** RECORDS TO PROCESS **
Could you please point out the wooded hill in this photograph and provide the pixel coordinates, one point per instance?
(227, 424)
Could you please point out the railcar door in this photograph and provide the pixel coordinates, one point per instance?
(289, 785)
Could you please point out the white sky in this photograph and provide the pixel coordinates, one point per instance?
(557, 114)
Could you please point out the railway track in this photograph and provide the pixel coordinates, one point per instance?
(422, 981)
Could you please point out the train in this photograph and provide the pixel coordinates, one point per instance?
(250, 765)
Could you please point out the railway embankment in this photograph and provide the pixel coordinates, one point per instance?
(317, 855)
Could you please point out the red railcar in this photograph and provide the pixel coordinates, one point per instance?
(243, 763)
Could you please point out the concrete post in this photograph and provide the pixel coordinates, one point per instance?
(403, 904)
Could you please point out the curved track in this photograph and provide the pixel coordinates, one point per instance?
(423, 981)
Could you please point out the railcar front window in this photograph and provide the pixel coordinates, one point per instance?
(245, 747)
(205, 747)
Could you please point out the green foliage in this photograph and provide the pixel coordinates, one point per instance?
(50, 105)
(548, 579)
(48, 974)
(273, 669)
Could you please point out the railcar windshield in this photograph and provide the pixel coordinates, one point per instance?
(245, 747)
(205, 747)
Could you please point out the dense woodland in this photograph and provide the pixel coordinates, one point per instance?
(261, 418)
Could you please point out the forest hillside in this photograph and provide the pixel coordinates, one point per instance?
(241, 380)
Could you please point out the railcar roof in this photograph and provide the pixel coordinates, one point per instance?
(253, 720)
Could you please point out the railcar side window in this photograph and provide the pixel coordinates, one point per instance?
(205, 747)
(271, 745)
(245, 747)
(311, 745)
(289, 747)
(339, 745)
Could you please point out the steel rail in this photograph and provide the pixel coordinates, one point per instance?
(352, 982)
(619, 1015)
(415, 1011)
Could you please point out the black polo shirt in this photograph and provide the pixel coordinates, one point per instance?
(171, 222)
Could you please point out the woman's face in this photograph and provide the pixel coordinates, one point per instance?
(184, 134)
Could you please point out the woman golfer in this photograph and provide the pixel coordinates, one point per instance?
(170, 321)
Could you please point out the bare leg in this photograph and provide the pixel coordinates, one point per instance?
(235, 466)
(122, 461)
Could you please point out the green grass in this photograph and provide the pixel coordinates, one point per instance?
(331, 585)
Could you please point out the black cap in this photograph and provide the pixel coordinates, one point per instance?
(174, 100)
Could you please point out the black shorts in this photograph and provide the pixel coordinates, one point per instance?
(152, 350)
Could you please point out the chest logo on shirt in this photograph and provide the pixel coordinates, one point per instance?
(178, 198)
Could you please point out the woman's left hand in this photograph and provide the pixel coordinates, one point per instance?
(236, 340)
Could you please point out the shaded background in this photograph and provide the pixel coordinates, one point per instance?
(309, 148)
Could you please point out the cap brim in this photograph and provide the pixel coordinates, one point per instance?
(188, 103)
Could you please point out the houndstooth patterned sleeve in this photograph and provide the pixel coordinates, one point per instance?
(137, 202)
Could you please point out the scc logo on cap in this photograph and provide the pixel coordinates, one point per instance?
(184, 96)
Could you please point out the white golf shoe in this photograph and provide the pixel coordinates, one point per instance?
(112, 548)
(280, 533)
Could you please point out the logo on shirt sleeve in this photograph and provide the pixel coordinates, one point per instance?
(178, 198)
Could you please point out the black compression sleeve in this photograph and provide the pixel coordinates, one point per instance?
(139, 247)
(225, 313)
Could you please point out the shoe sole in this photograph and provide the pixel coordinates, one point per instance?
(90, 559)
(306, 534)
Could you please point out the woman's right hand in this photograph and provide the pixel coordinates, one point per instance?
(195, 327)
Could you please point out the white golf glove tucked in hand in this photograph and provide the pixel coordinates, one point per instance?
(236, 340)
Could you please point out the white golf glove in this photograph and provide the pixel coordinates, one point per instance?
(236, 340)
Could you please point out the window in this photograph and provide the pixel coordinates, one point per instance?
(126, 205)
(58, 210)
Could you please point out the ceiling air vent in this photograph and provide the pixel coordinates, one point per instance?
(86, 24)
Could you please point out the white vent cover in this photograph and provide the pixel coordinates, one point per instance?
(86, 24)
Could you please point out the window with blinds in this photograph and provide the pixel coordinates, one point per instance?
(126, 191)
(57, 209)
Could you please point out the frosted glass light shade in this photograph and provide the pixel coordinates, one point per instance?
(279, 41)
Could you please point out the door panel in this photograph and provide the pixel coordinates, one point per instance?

** EXERCISE **
Start at the first line and transcribe the data exactly through the last.

** SOLUTION **
Could you please point out the wooded hill in this photograph and provide the pixel coordinates, one point per instance?
(227, 424)
Could you please point out the railcar door in this photograph and provide the pixel coordinates, one point per instance?
(289, 785)
Could you please point out the white sky in this photograph and provide the pixel coordinates, one point per instance?
(557, 114)
Could you please point out the railway track in this photograph and provide the pixel coordinates, one point per instance?
(422, 981)
Could you please point out the train in this photograph and provide the pixel coordinates, one point per instance?
(250, 765)
Could you please point out the railway embankment in this photograph and provide the pixel coordinates, one point per instance?
(317, 855)
Could you please point out the red railcar in this photograph and provide the pixel coordinates, one point per instance?
(243, 763)
Could you please point out the concrete post in this photograph and provide the pixel coordinates, one point per instance?
(403, 904)
Could you please point out the curved track in this photograph and provide the pixel coordinates, one point per instance?
(423, 981)
Could you please point out the railcar front window in this photograph and provide the pixel coordinates, one point per instance?
(245, 747)
(205, 747)
Could you please point out the green foliage in this photograph and provide the pixel coordinates, one point per instance?
(50, 105)
(548, 579)
(48, 974)
(273, 669)
Could you please point out the railcar windshield in this photograph and provide the pixel coordinates, one point per instance?
(245, 747)
(205, 747)
Could you please point out the dense woodland in this photograph and provide the pixel coordinates, one point per instance?
(261, 418)
Could you please point out the forest hillside in this photograph and provide the pixel coordinates, one point per instance?
(241, 380)
Could you please point out the railcar roof in this photograph and provide the pixel coordinates, one point per instance?
(253, 720)
Could you please point out the railcar side window in this photograph and provide the pixel coordinates, one point per instance?
(205, 747)
(271, 745)
(245, 747)
(311, 745)
(289, 747)
(339, 745)
Could you please point out the steel rail in this photograph and provide the pixel coordinates, one point per instance?
(352, 982)
(619, 1015)
(415, 1011)
Could you please point out the black polo shirt in this photograph and provide the pixel coordinates, one point per instance?
(171, 222)
Could you please point out the woman's face in this photograph and provide the pixel coordinates, one point per instance?
(184, 134)
Could you please point out the woman golfer in this photograph and provide the pixel coordinates, one point per instance?
(170, 321)
Could you please point out the bare leg in this photograph and provide the pixel coordinates, one point per instance?
(235, 466)
(122, 461)
Could you please point out the green grass in this photograph and provide the pixel coordinates, one point per instance?
(331, 585)
Could you please point out the black cap in this photograph and provide the pixel coordinates, one point per instance?
(174, 100)
Could you please point out the black shorts in this photograph and provide the pixel coordinates, one point per instance?
(152, 350)
Could you please point out the chest logo on shirt in this photograph and provide the pixel coordinates, one point per instance?
(178, 198)
Could you please point out the woman's left hand in this photograph and provide the pixel coordinates, one point per instance?
(236, 340)
Could you please point out the shaded background in this photograph and provide the pixel coordinates, one point per instance?
(309, 148)
Could you please point out the cap brim in this photograph and provide the pixel coordinates, one point per instance?
(188, 103)
Could you please point out the houndstooth patterned sleeve in this photograph and provide the pixel coordinates, one point per instance?
(137, 202)
Could you please point out the scc logo on cap in this photograph and provide the pixel coordinates, one point per instance?
(184, 96)
Could you please point out the white golf shoe in this photograph and provide the pixel coordinates, one point per instance?
(112, 548)
(280, 533)
Could you please point out the logo on shirt sleeve in this photograph and provide the pixel coordinates, one point per instance?
(178, 198)
Could you please point out the black compression sleeve in this photograph and provide the pixel coordinates, one point per instance?
(139, 247)
(225, 313)
Could you please point out the shoe sole in this photograph and provide the pixel coordinates, one point per instance?
(90, 559)
(306, 534)
Could you please point out the woman's right hand in this photograph and provide the pixel coordinates, one point per instance?
(195, 327)
Could you please point out the white golf glove tucked in hand in this photograph and provide the pixel coordinates, one point per instance?
(236, 340)
Could you please point out the white golf glove in this photograph and provide the pixel coordinates, one point per instance?
(236, 340)
Could you please point out the window in this photograph and provide the pixel coordinates, one point per instance?
(126, 205)
(58, 210)
Could you please point out the ceiling air vent in this photograph and provide the pixel coordinates, one point per instance?
(86, 24)
Could you please point out the white vent cover in this photograph and provide the pixel coordinates, one point per instance?
(86, 24)
Could you please point out the window with blinds in this photograph and provide the pixel coordinates, one point per instance?
(126, 191)
(57, 209)
Could you please point out the frosted glass light shade in this photograph and provide the pixel coordinates, one point per instance?
(279, 41)
Could you please point out the door panel in this photograph and provide the pixel coordinates, one point per instance?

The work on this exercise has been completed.